* What you have to do
What do the lines from the one containing "of the yellow" through the end of the entries say? Quote them exactly, and only them.

---------- Record excerpts ----------

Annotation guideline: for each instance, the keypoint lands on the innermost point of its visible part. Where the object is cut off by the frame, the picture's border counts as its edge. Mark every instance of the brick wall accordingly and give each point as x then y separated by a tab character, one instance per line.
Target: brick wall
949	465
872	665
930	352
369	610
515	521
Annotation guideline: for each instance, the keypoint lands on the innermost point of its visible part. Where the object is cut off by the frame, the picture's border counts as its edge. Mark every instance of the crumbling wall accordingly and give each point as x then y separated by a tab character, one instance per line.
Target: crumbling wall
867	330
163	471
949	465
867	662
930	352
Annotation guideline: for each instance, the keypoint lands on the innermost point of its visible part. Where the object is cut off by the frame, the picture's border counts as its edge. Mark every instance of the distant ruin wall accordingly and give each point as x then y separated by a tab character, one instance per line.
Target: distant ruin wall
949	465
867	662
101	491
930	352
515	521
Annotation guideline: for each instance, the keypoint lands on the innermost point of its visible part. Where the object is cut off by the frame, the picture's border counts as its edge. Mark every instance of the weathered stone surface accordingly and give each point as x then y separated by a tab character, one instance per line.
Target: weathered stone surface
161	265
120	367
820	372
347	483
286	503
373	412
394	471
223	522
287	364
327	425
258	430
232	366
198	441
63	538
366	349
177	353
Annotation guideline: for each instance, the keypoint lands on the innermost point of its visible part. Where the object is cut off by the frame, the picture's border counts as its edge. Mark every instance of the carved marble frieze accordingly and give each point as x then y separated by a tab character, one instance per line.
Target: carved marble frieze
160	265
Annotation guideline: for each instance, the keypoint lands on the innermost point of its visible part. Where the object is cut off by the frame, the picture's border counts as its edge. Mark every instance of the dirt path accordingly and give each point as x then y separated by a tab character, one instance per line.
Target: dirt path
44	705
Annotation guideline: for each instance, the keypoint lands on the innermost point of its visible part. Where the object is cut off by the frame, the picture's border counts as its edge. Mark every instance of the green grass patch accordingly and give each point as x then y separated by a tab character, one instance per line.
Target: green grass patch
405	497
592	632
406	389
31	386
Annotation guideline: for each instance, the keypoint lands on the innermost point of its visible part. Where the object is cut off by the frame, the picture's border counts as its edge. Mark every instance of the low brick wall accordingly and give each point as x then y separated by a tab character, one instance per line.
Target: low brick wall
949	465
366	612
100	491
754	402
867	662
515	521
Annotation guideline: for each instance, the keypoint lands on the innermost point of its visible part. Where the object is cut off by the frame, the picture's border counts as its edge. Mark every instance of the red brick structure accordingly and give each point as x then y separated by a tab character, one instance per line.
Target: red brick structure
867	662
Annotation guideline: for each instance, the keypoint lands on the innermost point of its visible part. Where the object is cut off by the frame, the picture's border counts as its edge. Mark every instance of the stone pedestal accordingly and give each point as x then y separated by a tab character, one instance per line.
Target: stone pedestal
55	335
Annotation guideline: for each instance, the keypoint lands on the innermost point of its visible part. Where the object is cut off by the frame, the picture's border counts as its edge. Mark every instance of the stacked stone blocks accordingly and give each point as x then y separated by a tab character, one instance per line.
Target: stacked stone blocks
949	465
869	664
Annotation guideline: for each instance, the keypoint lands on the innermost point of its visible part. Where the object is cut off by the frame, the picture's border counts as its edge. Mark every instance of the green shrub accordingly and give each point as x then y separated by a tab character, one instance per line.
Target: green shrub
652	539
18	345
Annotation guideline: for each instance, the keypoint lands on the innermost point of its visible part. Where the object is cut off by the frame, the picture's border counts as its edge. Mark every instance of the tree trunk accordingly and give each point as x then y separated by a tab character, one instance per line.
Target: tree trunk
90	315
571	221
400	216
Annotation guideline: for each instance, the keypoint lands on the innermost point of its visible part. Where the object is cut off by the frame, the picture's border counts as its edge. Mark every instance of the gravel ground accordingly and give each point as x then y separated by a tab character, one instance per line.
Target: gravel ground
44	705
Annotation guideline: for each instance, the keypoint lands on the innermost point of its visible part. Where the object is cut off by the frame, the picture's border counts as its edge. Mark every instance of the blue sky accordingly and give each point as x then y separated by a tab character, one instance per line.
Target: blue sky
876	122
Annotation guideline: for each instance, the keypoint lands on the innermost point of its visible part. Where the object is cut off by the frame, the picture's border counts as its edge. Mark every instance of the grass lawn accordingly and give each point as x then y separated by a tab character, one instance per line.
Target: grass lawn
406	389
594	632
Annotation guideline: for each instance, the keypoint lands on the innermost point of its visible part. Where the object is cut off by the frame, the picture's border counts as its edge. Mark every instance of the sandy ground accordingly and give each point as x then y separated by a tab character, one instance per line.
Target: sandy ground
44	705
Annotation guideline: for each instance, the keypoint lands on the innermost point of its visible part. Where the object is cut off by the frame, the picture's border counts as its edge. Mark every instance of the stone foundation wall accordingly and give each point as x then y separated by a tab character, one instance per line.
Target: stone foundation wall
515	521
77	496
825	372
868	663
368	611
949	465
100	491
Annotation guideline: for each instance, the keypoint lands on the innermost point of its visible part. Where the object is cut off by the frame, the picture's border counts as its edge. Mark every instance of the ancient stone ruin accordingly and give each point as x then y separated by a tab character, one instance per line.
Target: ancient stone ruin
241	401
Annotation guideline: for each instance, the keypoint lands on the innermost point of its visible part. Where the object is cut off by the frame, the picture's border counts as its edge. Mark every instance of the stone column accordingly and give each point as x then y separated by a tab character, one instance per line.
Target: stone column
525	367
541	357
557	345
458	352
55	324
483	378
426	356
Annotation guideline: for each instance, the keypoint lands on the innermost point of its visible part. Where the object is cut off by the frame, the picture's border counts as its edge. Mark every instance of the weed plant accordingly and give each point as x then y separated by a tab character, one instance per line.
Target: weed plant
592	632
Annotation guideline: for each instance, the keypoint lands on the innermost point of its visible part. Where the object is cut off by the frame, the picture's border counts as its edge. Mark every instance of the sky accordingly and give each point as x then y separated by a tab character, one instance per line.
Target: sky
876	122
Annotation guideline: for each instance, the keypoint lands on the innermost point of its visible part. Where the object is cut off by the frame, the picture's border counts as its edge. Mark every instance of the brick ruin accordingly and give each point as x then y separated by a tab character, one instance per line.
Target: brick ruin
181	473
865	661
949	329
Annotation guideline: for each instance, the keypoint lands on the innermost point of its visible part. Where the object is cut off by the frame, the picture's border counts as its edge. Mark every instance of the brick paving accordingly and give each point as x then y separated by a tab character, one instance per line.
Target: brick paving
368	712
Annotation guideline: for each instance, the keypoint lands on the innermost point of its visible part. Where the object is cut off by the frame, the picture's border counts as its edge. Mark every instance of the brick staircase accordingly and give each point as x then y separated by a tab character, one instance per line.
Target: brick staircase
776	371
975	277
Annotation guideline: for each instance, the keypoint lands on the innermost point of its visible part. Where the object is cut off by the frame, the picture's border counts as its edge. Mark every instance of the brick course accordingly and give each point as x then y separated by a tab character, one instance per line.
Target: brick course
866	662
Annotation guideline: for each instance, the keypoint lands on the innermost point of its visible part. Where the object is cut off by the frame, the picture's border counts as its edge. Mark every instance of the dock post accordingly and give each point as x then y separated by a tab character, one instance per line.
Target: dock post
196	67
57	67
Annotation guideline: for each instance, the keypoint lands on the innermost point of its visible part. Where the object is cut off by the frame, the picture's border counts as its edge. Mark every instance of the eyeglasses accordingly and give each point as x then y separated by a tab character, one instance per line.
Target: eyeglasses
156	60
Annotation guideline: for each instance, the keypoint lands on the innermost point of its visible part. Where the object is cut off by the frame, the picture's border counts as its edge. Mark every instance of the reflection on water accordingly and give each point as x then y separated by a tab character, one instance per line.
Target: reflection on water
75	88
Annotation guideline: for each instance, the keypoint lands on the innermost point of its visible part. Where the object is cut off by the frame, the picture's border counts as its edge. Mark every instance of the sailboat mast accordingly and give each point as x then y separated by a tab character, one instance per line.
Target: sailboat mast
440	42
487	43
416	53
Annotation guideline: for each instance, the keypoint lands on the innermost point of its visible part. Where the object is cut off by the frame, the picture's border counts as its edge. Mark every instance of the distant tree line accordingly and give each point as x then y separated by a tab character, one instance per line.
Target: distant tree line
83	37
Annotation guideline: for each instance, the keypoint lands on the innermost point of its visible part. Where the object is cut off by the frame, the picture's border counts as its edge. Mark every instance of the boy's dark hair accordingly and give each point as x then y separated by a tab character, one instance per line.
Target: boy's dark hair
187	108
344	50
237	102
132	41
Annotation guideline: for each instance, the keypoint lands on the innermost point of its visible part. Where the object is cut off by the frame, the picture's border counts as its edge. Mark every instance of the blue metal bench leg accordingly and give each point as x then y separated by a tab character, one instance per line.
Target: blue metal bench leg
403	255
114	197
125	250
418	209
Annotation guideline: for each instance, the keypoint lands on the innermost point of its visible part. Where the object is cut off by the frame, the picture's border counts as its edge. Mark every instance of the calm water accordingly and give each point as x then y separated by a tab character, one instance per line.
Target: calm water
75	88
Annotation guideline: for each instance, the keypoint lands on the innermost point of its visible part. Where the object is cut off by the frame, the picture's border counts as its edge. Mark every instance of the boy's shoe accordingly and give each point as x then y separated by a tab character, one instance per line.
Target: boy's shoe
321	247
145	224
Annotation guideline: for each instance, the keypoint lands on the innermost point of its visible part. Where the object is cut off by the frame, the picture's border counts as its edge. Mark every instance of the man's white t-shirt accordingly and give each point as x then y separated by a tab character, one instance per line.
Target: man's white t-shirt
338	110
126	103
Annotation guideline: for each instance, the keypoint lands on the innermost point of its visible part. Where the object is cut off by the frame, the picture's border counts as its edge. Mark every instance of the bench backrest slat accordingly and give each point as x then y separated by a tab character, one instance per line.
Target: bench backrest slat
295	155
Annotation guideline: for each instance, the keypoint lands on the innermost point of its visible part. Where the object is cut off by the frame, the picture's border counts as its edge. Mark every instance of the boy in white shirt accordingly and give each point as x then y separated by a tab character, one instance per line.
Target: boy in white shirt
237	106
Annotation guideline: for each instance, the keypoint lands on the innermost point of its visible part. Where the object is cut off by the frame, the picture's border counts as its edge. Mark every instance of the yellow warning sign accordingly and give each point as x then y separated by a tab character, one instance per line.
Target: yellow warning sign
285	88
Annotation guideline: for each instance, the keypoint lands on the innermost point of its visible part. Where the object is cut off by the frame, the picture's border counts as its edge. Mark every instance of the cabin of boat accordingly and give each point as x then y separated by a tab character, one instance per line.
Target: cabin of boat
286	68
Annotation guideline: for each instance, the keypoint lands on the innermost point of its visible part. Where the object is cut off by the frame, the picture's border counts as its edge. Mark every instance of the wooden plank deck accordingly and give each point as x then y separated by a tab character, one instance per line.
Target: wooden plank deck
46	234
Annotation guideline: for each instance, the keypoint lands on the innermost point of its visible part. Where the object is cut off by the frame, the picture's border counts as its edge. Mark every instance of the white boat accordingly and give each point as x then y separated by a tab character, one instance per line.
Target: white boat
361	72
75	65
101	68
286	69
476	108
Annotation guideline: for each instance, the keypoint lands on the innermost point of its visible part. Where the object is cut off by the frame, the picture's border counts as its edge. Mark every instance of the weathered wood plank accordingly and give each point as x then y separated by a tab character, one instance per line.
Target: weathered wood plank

----------

* Task result
Annotation guideline: for each instance, the keypoint lands on the innermost point of its visible part. Where the object is cut off by the frame, the picture's border counts as its edge. Mark every instance of the yellow warning sign accordingly and give each point as x then y separated by a tab character, one instance per line.
Target: yellow warning sign
285	88
Annotation guideline: for each instance, the keypoint lands on the innermost point of its visible part. Where the object is cut off by the frame, the picture's border counts as its edge. Mark every instance of the cabin of boat accordingly and give each point as x then y separated by a tab character, one instance per line.
Target: cabin of boat
286	68
Annotation guideline: for each instance, the keypoint lands on the innermost point of its visible part. Where the object is cut off by the frame, the picture's border counts as its edge. Mark every instance of the wooden plank deck accordingly and give each point as x then y separated by a tab character, one instance per line.
Target: wooden plank deck
46	234
Annotation guideline: for each instance, the keypoint lands on the innermost point of its visible part. Where the object is cut off by the frame, the picture's border counts as its edge. Mark every instance of the white boat accordingly and give each point as x then y separated by a tab character, one instance per line.
Target: white boat
361	72
75	65
101	68
286	69
476	108
Annotation guideline: for each instance, the keypoint lands on the innermost point of its visible part. Where the object is cut off by the frame, the picture's border counts as its edge. Mark every instance of the weathered wood plank accordingly and give each point as x then y separated by a tab character, one instance per line.
Target: weathered wood plank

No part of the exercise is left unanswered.